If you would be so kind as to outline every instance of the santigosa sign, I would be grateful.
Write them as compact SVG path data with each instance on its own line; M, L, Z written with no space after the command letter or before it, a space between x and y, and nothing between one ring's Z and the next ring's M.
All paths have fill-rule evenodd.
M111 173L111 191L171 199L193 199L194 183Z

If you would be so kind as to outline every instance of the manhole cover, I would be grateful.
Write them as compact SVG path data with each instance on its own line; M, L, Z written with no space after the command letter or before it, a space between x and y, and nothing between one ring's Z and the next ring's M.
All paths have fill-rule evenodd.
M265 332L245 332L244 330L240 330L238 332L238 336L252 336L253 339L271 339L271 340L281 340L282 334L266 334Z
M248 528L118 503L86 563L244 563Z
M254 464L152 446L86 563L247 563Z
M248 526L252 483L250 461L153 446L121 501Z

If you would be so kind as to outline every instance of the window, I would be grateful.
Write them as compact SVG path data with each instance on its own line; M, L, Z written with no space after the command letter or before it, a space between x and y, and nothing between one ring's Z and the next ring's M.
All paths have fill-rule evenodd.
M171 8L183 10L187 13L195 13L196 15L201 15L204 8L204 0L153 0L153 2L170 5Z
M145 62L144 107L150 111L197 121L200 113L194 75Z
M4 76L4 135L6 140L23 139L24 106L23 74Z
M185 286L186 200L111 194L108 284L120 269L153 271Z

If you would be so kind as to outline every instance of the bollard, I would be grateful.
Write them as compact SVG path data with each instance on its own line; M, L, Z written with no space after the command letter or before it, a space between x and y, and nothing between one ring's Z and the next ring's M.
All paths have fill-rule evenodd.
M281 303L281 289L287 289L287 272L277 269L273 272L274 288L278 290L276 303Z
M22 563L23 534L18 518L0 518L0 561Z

■ ■ ■ ■ ■ ■ ■

The exercise
Print all of the items above again, word for word and unchanged.

The output
If you would be so kind as to outline every instance of the santigosa sign, I would be grateful.
Write them as compact SVG path data with each instance on its own line; M, L, Z written with no space after the command letter or before it, a space between x and y, and nothing between one ring's Z and the next ring's M.
All paths have fill-rule evenodd.
M111 173L111 191L171 199L193 199L194 183Z

If you would be so kind as to outline every instance of the manhole cover, I would be grateful.
Write them as compact SVG path data with each instance on its own line; M, L, Z written with no space after the command letter or before it, a space between x and y, and nothing between one ring's Z and the next ring's M.
All paths have fill-rule evenodd.
M265 332L245 332L244 330L240 330L238 332L238 336L252 336L253 339L271 339L271 340L281 340L282 334L266 334Z
M248 528L118 503L86 563L244 563Z
M254 464L152 446L86 563L247 563Z
M248 526L252 483L250 461L153 446L121 501Z

If you would be so kind as to outline every instance of the window, I would be grateful.
Write them as compact SVG path data with each instance on its own line; M, L, Z written with no space after the command letter or before it, a space between x and y, and nothing between one ring's Z and the next ring's M.
All paths have fill-rule evenodd.
M171 8L183 10L187 13L195 13L196 15L201 15L204 8L204 0L153 0L153 2L170 5Z
M145 62L144 107L150 111L197 121L200 113L194 75Z
M4 76L4 135L6 140L23 139L24 106L23 74Z
M185 286L186 200L111 194L108 284L120 269L153 271Z

If you would be so kind as to outline every instance of the bollard, I would be grateful.
Write them as compact SVG path data with each instance on its own line; M, L, Z written with no space after the command letter or before it, a space between x and y, and nothing between one ring's Z and the next ring's M.
All paths have fill-rule evenodd.
M281 303L281 289L287 289L287 272L277 269L273 272L274 288L278 290L276 303Z
M22 563L23 534L18 518L0 518L0 561Z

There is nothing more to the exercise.